# Textausschnitt
──────────────────────────────

Rom - Antike und Christentum Foto: hinsehen.net, E.B.

Die Spätantike als Prägeform der Moderne

Die spätantike Philosophie ist eine Philosophie der Innerlichkeit – und damit Vorbotin des Denkens der Moderne. Zudem wurde sie nicht nur im Denken betrieben, sondern sollte das Leben gestalten. Einen gründlichen Einblick eröffnet Theo Kobusch mit „Selbstwerdung und Personalität“.

Denkform als Lebensform

Vor allem dem französischen Philosophen Pierre Hadot haben wir es zu verdanken, dass in den letzten Jahren neu entdeckt wurde, wie Philosophie sich in der späten Antike nicht nur als Wissenschaft, sondern vor allem als Lebensform begriffen hat: weniger als theoretische und mehr als praktische Metaphysik, deren Ziel die Umgestaltung des Menschen war. Dieses Selbstverständnis klingt beispielweise im Römerbrief 12, 2, an, wenn Paulus schreibt: „Lasst euch im Innern umgestalten zur Neuheit des Denkens, damit ihr urteilsfähig werdet.“ Der Weg zur Umgestaltung führt den Menschen in sein Inneres, die dazu erforderlichen Mittel sind, wie Hadot es ausdrückt, „exercices spirituels“: spirituelle Exerzitien, geistige, ja geistliche Übungen, die den Menschen seinem Lebensziel, das als Selbst- und Gotteserkenntnis bestimmt wird, näher bringen. Das Denken dient immer auch der Formung des Lebens und zielt deshalb vorrangig auf praktisches Wissen: „Theorie ist also selber praktisch, insofern sie das Leben fundamental verändert. Und eben dies ist das entscheidende Kriterium für das, was Lebensformwissen ist: Findet eine metamorphȏsis, eine Transformation, eine Veränderung des Lebens bzw. des wissenden Subjekts statt oder nicht, das ist die Frage“, resümiert Theo Kobusch gleich zu Beginn. (S. 7)

Spätantike Philosophie ist eine Philosophie der Innerlichkeit

Diese Philosophie ist diesem Sinne ist, wie der Verfasser herausarbeitet, Vorbotin des Denkens der Moderne. Das gilt für die pagane wie für die christliche Philosophie gleichermaßen. Dieses Erbe hat die Moderne im 17., 18. und 19. Jahrhundert bewusst angetreten. (S. 9) Die antiqui-moderni-Beziehung, schreibt Kobusch, war ursprünglich alles andere als eine querelle – ein Streit. Wir allerdings, „die Modernsten“, haben inzwischen vergessen, was das Denken an der Schwelle zur Moderne antrieb. (S. 9) Vergessen ist heute beides: sowohl die Exzellenz der spätantiken Philosophie als auch die Renaissance dieses Erbes als Impuls der Moderne.

──────────────────────────────

Beschriftungs- und Segmentierungsdatensätze:
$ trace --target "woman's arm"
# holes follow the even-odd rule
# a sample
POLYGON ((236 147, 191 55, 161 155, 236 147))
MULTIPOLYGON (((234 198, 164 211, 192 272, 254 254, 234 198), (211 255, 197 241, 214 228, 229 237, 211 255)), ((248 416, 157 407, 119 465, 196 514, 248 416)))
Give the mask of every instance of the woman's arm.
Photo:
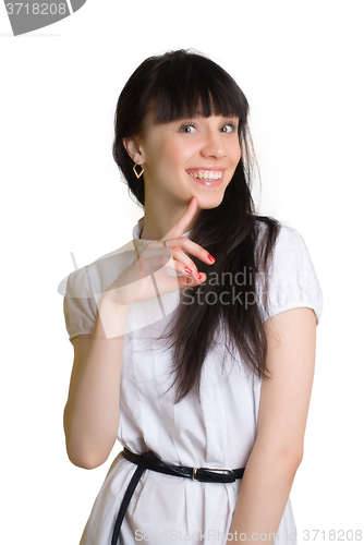
MULTIPOLYGON (((230 526, 233 541, 246 534, 272 543, 303 457, 314 378, 316 315, 292 308, 265 322, 271 379, 260 390, 257 438, 247 461, 230 526), (255 535, 253 535, 255 534, 255 535), (263 535, 263 538, 260 537, 263 535), (270 534, 270 535, 269 535, 270 534)), ((231 543, 231 542, 227 542, 231 543)))
POLYGON ((117 440, 124 331, 131 307, 104 295, 93 335, 72 340, 74 363, 63 426, 72 463, 101 465, 117 440))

──────────────────────────────

# Zu erstellen
Wem ist es laut dem Textausschnitt vor allem zu verdanken, dass die spätantike Philosophie wieder als Lebensform entdeckt wurde? Die Zeilen stehen in keinem Zusammenhang mit dem Textausschnitt.

# Schriftliche Antwort
Dem französischen Philosophen Pierre Hadot.